[Page extract]:
┄┄┄┄┄┄┄┄┄┄┄┄┄┄┄┄┄┄┄┄

The Florida Bar

Florida Bar News

Innocence Project lawyer sees criminal justice improvements

Senior Editor Regular News
Criminal Justice Summit

NINA MORRISON, center, of the Innocence Project poses with Bar President Michelle Suskauer and former Bar President Hank Coxe at the Bar’s Criminal Justice Summit. Morrison told the summit that while it’s common to say “nothing good happens in criminal cases,” that’s belied in proceedings where the conviction of an innocent person is overturned.

Innocence Project lawyer sees criminal justice improvements

Senior Editor

Withheld evidence, jailhouse informants, bogus “scientific” tests, and coerced confessions have all played parts in wrongful convictions, including murder cases, but the aftermath has also led to legal reforms to reduce such errors.

Nina Morrison, senior staff attorney with the Innocence Project in New York City, recounted some specific cases taken on by the organization as well as some general numbers when she talked about the project’s efforts at the Bar’s recent Criminal Justice Summit in Tampa. She has been counsel or co-counsel on 27 cases in Florida and other states that resulted in exonerations of wrongly convicted people.

Morrison was speaking two weeks after her work on a Texas case contributed to the exoneration of John Nolley. Nolley had actually been out of prison on bail for two years while his case was being reinvestigated after serving 19 years for murder.

That reinvestigation showed how innocence cases have changed, Morrison said, as it was conducted with the local district attorney’s Conviction Integrity Unit that retested blood evidence in the case and conducted hundreds of interviews, some of which undercut the two jailhouse informants whose testimony helped convict Nolley.

Perhaps more important, the case helped lead to the Texas Legislature passing a law governing the use of jailhouse informants and disclosures that must be made to the defense when such informants are used.

┄┄┄┄┄┄┄┄┄┄┄┄┄┄┄┄┄┄┄┄

[Information]:
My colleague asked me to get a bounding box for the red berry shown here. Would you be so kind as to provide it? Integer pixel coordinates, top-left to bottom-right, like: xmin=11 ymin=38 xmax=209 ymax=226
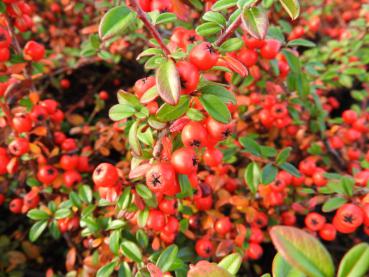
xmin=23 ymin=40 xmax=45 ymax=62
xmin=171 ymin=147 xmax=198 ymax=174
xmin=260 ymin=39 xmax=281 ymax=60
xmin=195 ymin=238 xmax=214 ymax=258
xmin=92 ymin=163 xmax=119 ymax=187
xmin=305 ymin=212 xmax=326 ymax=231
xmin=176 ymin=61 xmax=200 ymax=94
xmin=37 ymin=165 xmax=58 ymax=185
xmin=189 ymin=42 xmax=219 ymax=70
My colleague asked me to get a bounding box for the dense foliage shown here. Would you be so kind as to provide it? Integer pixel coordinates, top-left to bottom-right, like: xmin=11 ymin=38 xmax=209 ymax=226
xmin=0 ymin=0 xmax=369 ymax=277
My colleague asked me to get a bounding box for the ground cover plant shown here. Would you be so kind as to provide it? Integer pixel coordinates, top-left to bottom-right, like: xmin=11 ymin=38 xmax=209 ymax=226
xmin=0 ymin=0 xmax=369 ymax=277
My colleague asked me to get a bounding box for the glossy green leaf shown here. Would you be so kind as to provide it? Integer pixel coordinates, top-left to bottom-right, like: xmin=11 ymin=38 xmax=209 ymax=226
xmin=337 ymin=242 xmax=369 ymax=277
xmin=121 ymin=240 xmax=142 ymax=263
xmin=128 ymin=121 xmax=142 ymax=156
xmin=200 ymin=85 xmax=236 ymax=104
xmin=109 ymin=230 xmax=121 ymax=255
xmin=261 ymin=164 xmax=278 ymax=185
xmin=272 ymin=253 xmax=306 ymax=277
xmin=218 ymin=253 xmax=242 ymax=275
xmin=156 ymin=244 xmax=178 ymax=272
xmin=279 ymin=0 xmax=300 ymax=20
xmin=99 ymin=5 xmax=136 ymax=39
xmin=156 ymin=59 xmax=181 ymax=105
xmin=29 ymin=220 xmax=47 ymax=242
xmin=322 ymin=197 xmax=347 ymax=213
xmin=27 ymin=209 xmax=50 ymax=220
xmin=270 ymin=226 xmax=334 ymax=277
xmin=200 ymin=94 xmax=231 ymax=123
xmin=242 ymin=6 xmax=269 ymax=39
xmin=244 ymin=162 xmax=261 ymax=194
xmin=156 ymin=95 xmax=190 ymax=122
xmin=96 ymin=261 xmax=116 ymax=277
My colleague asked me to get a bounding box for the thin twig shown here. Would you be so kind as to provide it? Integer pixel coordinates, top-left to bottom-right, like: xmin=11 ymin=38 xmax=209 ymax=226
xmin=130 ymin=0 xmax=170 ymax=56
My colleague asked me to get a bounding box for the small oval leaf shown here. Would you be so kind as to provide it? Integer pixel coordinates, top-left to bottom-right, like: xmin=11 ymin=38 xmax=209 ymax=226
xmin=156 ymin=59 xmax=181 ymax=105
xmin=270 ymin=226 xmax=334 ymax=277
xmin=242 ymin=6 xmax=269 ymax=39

┄┄┄┄┄┄┄┄┄┄┄┄┄┄┄┄┄┄┄┄

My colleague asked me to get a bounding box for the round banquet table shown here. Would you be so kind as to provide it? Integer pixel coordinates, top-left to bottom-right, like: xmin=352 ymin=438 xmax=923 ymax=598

┄┄┄┄┄┄┄┄┄┄┄┄┄┄┄┄┄┄┄┄

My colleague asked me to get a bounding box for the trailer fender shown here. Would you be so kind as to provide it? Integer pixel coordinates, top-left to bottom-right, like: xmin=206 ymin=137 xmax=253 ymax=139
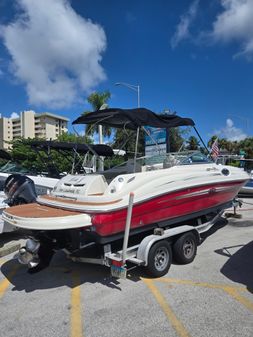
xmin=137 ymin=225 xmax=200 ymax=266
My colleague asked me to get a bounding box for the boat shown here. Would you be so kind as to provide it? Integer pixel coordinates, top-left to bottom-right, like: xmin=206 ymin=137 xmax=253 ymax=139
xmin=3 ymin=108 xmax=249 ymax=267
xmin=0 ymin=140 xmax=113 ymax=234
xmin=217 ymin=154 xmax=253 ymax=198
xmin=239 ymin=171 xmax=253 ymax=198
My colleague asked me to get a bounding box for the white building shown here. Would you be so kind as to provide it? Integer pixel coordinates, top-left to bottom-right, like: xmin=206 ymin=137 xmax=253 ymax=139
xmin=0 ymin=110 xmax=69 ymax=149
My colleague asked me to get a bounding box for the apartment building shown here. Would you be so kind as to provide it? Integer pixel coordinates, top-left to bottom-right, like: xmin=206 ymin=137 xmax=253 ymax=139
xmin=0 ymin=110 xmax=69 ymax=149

┄┄┄┄┄┄┄┄┄┄┄┄┄┄┄┄┄┄┄┄

[Work request A]:
According to the Florida Bar News article on the Innocence Project lawyer, how many years did John Nolley serve in prison for murder before his release on bail?
[Work request B]:
Continue the Florida Bar News article on the Innocence Project lawyer from the point where it ends.

[Expected answer A]:
19 years.

[Expected answer B]:
“On the date he was exonerated, it wasn’t just a formality. There was a full courtroom. The judge apologized to him for what he had been through,” Morrison said. “The district attorney got up and talked about her obligation as the chief lawyer representing the county and the state to make things right. That doesn’t happen every day in criminal courts.”

Another of Morrison’s Texas cases involved Michael Morton, who served 25 years after being wrongly convicted of killing his wife, Christine. That case involved bad science and ignored evidence.

The bad science was the time of death for Christine, which was originally set between 1 and 6 a.m.; Morton had arrived for his job as a supermarket manager at 5 a.m. A medical examiner used a later discredited test on the digestion of Christine’s stomach contents to place the time of death at shortly after 1 a.m., when only Morton and his ailing son were home with her.

“Later, jurors would say that testimony was what sealed it,” Morrison said.

Morton’s mother-in-law, a few days after the murder, told police that the Mortons’ young son, who was recovering from surgery, described a “monster” with a moustache (Morton was clean shaven) killing his mother after Morton left for work, Morrison said. Oher details in the statement matched the crime scene. Police never conducted their own interview or provided that statement to the defense.

And Morton’s brother-in-law, doing his own search, found a bandana 100 yards from the house with Chritine. Morton’s blood on it, plus sweat and skin from the killer. Police didn’t test it and it took the Innocence Project, after it learned about the bandana, five years to get permission for a DNA test. It took four weeks after the test to match the DNA to a serial killer, who had a mustache and had committed a similar murder two years after the Morton case.

The DA in the Morton case spent a few days in jail for falsely telling a judge all evidence has been provided to the defense, and he was disbarred. The Texas Legislature passed the Michael Morton Act, discovery reform legislation that resets the four-year statute of limitations clock on prosecutorial misconduct to begin running only after the misconduct victim is released from prison.

Other changes in that state include that “Texas now has the nation’s leading forensic commission that reviews complaints about forensic tests and misconduct,” Morrison said. That commission has said that controversial bite mark forensic testing is “total junk,” which has led to a moratorium on such testimony in the state.

That state now has a process for reviewing past convictions including a process for retesting old evidence, a statewide system for eyewitness ID procedures, which have historically been the largest cause of wrongful convictions, and the mandatory electronic recording of all interrogations.

Morrison noted a similar recording law has been proposed, but rejected in Florida (actual confessions are recorded, but not the interrogations preceding them). The state has changed its photo ID procedure so the person conducting the review must not know the correct answer and must instruct the witness the perpetrator may not be in the photo array.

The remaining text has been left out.